TASK DESCRIPTION
Find "Please mark every instance of the checkerboard" in the data, then restate the line it sits in and every later line word for word, ending with the last line.

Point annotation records
§

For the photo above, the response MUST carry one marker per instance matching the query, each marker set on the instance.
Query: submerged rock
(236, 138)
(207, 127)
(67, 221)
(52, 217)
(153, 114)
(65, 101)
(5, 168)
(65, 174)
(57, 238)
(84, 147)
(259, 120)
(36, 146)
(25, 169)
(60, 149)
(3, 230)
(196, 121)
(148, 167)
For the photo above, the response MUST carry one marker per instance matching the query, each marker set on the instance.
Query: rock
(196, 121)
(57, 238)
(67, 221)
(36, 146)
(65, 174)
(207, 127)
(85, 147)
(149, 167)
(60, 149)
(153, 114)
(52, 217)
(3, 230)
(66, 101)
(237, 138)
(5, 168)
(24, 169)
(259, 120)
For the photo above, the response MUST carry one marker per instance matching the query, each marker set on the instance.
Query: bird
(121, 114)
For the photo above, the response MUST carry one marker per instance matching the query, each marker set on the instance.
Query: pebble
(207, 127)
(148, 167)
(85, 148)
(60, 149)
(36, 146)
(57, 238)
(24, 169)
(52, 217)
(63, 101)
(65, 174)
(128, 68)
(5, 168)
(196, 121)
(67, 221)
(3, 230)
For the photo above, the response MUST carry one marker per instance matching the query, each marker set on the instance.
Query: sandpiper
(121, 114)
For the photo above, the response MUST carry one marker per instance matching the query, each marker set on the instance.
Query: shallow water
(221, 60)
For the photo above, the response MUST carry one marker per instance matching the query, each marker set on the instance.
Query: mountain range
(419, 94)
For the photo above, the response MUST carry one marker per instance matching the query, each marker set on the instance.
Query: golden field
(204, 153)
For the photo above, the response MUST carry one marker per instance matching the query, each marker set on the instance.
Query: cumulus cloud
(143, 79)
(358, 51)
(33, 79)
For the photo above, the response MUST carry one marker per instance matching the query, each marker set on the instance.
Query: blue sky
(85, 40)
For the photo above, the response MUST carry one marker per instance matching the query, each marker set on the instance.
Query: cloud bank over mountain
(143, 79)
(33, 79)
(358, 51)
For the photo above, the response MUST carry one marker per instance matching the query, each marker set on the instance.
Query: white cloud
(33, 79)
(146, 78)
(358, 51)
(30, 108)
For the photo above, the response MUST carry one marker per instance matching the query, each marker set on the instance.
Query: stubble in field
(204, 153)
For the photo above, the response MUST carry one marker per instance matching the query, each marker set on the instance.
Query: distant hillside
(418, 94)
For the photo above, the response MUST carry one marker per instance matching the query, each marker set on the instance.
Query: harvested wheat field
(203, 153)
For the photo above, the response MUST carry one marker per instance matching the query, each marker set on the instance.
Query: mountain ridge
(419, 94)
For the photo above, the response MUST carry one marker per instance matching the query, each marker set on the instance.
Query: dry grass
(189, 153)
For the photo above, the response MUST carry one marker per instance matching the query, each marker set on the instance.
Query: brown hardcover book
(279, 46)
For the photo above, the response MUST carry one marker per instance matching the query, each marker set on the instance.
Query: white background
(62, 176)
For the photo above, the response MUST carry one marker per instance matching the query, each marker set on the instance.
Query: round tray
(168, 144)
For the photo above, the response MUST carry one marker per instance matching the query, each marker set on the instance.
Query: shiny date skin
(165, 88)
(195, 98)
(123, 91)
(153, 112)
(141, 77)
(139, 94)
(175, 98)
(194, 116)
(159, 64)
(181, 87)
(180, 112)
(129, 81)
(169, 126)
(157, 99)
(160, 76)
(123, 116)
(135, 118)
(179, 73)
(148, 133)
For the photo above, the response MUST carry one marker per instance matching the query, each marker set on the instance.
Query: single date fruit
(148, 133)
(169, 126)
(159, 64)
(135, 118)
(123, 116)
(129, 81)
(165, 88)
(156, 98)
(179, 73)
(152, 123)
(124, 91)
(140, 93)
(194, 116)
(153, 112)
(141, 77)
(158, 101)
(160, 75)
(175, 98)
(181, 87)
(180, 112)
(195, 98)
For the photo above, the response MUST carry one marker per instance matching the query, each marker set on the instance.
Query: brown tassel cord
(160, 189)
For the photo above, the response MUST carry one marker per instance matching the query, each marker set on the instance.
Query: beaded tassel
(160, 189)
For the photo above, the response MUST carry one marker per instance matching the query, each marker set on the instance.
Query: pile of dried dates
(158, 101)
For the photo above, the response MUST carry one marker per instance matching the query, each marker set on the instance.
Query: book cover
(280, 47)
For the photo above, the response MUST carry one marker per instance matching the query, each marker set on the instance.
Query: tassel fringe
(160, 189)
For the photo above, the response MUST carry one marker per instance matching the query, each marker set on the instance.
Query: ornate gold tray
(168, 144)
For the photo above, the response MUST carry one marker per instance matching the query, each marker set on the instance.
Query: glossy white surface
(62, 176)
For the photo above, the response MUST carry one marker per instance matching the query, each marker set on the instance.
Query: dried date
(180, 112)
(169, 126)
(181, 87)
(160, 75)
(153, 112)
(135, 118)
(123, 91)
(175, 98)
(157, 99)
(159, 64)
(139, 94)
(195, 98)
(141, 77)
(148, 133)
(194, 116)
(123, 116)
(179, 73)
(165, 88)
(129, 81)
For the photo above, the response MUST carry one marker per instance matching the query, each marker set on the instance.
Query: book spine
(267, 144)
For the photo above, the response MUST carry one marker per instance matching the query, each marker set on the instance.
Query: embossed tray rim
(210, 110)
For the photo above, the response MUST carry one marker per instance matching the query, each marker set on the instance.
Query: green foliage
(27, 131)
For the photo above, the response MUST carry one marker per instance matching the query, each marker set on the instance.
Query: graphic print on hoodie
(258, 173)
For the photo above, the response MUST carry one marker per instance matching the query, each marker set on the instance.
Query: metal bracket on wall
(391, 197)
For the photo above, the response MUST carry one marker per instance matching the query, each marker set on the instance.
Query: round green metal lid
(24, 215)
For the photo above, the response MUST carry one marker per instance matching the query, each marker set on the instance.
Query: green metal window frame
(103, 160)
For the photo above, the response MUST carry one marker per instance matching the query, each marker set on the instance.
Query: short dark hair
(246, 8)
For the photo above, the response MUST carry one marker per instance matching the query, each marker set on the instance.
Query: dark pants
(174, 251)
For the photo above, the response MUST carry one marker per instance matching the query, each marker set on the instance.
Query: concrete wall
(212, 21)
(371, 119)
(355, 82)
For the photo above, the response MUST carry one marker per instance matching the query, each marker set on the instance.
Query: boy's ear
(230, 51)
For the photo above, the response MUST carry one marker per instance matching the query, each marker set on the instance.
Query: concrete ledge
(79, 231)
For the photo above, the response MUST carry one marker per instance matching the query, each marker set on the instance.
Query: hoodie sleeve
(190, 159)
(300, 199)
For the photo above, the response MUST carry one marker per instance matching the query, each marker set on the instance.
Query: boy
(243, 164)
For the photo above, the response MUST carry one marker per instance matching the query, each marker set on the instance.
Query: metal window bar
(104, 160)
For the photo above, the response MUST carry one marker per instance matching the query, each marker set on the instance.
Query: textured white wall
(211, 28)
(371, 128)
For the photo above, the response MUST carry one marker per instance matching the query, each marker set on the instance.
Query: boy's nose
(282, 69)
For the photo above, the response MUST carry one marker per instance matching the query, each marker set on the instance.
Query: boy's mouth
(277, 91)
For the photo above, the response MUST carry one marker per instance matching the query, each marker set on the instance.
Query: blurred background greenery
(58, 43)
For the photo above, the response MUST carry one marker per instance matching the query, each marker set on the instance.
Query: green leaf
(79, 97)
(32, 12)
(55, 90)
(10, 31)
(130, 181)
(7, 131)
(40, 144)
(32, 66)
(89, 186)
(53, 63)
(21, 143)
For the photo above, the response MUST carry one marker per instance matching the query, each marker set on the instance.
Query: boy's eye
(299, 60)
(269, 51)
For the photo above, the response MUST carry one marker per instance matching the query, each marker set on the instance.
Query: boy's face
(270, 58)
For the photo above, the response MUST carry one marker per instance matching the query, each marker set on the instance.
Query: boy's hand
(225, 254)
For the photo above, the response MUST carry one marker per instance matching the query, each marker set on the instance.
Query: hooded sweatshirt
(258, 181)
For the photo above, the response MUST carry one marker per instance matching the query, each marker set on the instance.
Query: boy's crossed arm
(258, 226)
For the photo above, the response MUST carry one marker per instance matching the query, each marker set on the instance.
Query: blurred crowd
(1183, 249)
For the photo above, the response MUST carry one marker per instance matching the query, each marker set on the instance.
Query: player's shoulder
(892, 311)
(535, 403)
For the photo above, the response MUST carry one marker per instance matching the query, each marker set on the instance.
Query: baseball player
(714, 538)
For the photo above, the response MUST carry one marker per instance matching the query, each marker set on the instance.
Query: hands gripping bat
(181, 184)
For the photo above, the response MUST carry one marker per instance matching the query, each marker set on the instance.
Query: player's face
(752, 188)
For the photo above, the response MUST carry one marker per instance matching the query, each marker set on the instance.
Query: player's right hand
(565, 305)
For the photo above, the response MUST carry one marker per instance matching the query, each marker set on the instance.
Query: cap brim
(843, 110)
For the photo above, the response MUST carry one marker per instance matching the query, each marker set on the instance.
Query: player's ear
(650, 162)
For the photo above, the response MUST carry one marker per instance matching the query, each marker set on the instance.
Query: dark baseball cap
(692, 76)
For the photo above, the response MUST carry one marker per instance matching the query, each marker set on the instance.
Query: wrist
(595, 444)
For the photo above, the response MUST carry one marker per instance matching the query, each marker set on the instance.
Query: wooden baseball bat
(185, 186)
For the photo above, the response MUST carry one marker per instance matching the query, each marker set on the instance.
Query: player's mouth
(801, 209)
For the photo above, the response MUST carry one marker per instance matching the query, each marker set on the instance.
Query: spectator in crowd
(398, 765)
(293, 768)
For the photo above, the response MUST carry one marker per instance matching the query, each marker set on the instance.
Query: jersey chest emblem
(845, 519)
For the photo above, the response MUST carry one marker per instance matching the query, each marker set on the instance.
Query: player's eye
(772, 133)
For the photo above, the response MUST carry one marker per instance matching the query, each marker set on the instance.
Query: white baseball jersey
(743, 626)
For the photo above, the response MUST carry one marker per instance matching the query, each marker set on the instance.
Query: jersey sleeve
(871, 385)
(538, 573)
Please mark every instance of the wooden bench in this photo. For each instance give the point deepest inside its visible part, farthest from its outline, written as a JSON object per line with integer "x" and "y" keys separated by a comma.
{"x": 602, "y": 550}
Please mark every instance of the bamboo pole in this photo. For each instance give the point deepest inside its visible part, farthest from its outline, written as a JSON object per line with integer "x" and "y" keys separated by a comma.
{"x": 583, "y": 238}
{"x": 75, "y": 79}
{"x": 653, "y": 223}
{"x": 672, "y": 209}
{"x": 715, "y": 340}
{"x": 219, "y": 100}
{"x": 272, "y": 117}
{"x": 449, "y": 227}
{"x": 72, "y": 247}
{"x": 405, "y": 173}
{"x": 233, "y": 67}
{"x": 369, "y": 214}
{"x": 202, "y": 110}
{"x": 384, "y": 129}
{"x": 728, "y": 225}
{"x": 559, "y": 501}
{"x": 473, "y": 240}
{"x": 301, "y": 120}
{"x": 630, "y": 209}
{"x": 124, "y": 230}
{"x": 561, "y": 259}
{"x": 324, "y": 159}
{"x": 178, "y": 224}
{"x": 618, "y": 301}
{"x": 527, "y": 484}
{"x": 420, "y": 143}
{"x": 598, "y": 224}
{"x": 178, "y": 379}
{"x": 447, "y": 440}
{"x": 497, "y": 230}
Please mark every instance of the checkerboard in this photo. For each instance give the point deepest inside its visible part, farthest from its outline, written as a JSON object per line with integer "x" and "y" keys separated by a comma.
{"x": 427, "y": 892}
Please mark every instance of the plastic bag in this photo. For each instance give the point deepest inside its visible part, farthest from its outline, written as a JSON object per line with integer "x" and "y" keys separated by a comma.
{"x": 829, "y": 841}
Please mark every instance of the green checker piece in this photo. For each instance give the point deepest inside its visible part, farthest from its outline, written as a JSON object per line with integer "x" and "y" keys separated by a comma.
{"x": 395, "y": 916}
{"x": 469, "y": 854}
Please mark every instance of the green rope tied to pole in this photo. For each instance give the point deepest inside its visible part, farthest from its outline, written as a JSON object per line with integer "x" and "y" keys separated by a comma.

§

PROBLEM SOLUTION
Please mark every instance of the checkerboard in this photo. For each instance give the point deepest inside its visible part, farthest from its outline, written as a JSON object per line with integer "x" and "y" keys separated by a comma.
{"x": 427, "y": 892}
Please mark every instance of the plastic bag in this photo. For each instance give the point deepest inside its visible part, farthest from its outline, written as a JSON object per line with integer "x" and "y" keys separated by a comma.
{"x": 829, "y": 841}
Please mark every instance of the green checker piece in this photo. For each instance give the point deepest inside its visible part, farthest from its outline, written as a JSON object per line with integer "x" and "y" keys separated by a comma.
{"x": 395, "y": 916}
{"x": 469, "y": 854}
Please mark every instance of the green rope tied to pole in this photo. For each instance give the point deepest inside its visible part, farthest from its outline, written as a JSON object per line with integer "x" and "y" keys separated by a comma.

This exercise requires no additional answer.